CONSIGNES:
A. Dans l'extrait fourni, de quel ouvrage de Voltaire l'article Vertu est-il tiré ?
B. Recopiez le passage de l'extrait fourni situé entre « Les vertus et » et « la morale kantienne? », ces deux bornes comprises.

EXTRAIT FOURNI:
________________________

Les vertus et la médiété
La théorie des vertus se rajoute à celle de la médiété. Si elle doit servir à quelque chose, c’est bien, toute logique, en plus de la catharsis, à trouver la médiété, à maîtriser ses passions. Là où la catharsis est un moyen de rééquilibrage, une technique quasiment médicale pour purger les excès et les défauts, comme laxatif purge l’estomac, la théorie des vertus va plus loin en préparant la meilleure action possible.
Annexes
http://hautsgrades.over-blog.com/article-386098.html
De la vertu à la morale
Comment la philosophie morale est-elle passé du système de la vertu au système de la morale kantienne?
Voltaire, dans son Dictionnaire philosophique, article Vertu, le dernier article du livre, nous donne la clé de cette transformation. « Qu’est-ce que vertu? Bienfaisance envers son prochain… Tes vertus théologales sont des dons célestes; tes cardinales sont d’excellente qualité qui servent à te conduire; mais elles ne sont point vertus par rapport à ton prochain. Le prudent se fait du bien, le vertueux en fait aux hommes. Saint Paul a eu raison de dire que la Charité l’emporte sur la foi et sur l’espérance. »
Les vertus cardinales sont les vertus platoniciennes. Elles servent à s’orienter dans l’action. Parmi elles, seule la justice permet d’établir un lien entre les hommes. Les autres servent surtout à se protéger des autres, voir de faire son chemin dans le monde. D’où l’importance de la prudence et de l’intelligence pratique. Machiavel, qui ne fera pas grand chose d’autre que de tenter de ressusciter la virtù grecque sera mis pour cela au ban de la pensée. A l’époque de Machiavel, époque très chrétienne, ce discours devient scandaleux. Les vertus théologales sont la foi, l’espérance, et d’autres. Elles peuvent mener à la sainteté. « Un solitaire sera sobre, pieux; il sera revêtu d’un cilice: eh bien il sera saint; mais je ne l’appellerai vertueux que quand il aura fait quelque acte de vertu dont les autres hommes auront profité. »

________________________

DONNÉES FOURNIES:
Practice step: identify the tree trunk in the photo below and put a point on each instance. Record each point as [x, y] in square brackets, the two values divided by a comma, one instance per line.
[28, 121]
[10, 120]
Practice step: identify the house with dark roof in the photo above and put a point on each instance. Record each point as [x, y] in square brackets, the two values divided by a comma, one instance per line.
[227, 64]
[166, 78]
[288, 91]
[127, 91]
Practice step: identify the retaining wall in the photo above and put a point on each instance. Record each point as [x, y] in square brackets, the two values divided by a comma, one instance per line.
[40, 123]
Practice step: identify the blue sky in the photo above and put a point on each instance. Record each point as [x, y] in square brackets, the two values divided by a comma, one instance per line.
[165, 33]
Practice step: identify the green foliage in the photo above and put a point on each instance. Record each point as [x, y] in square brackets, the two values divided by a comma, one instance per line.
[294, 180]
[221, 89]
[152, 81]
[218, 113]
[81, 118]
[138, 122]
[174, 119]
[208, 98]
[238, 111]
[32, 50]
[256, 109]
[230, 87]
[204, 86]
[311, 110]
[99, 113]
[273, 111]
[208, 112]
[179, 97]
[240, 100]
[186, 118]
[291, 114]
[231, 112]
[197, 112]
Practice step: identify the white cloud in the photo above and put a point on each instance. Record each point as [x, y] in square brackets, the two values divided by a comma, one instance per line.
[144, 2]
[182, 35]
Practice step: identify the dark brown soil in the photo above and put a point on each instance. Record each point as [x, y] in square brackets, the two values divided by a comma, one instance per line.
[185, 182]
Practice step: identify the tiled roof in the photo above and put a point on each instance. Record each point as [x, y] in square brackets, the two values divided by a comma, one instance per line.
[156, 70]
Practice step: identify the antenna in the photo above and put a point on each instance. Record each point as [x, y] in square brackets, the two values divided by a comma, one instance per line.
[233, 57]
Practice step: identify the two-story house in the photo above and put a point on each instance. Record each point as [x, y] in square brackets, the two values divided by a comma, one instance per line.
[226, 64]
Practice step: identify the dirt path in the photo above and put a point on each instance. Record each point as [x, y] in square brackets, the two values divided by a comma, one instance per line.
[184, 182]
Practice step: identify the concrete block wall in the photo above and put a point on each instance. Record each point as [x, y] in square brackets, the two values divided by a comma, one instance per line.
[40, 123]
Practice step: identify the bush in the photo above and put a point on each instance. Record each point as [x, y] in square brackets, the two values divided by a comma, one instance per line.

________________________

RÉPONSES RÉDIGÉES:
A. Du Dictionnaire philosophique.

B.
Les vertus et la médiété
La théorie des vertus se rajoute à celle de la médiété. Si elle doit servir à quelque chose, c’est bien, toute logique, en plus de la catharsis, à trouver la médiété, à maîtriser ses passions. Là où la catharsis est un moyen de rééquilibrage, une technique quasiment médicale pour purger les excès et les défauts, comme laxatif purge l’estomac, la théorie des vertus va plus loin en préparant la meilleure action possible.
Annexes
http://hautsgrades.over-blog.com/article-386098.html
De la vertu à la morale
Comment la philosophie morale est-elle passé du système de la vertu au système de la morale kantienne?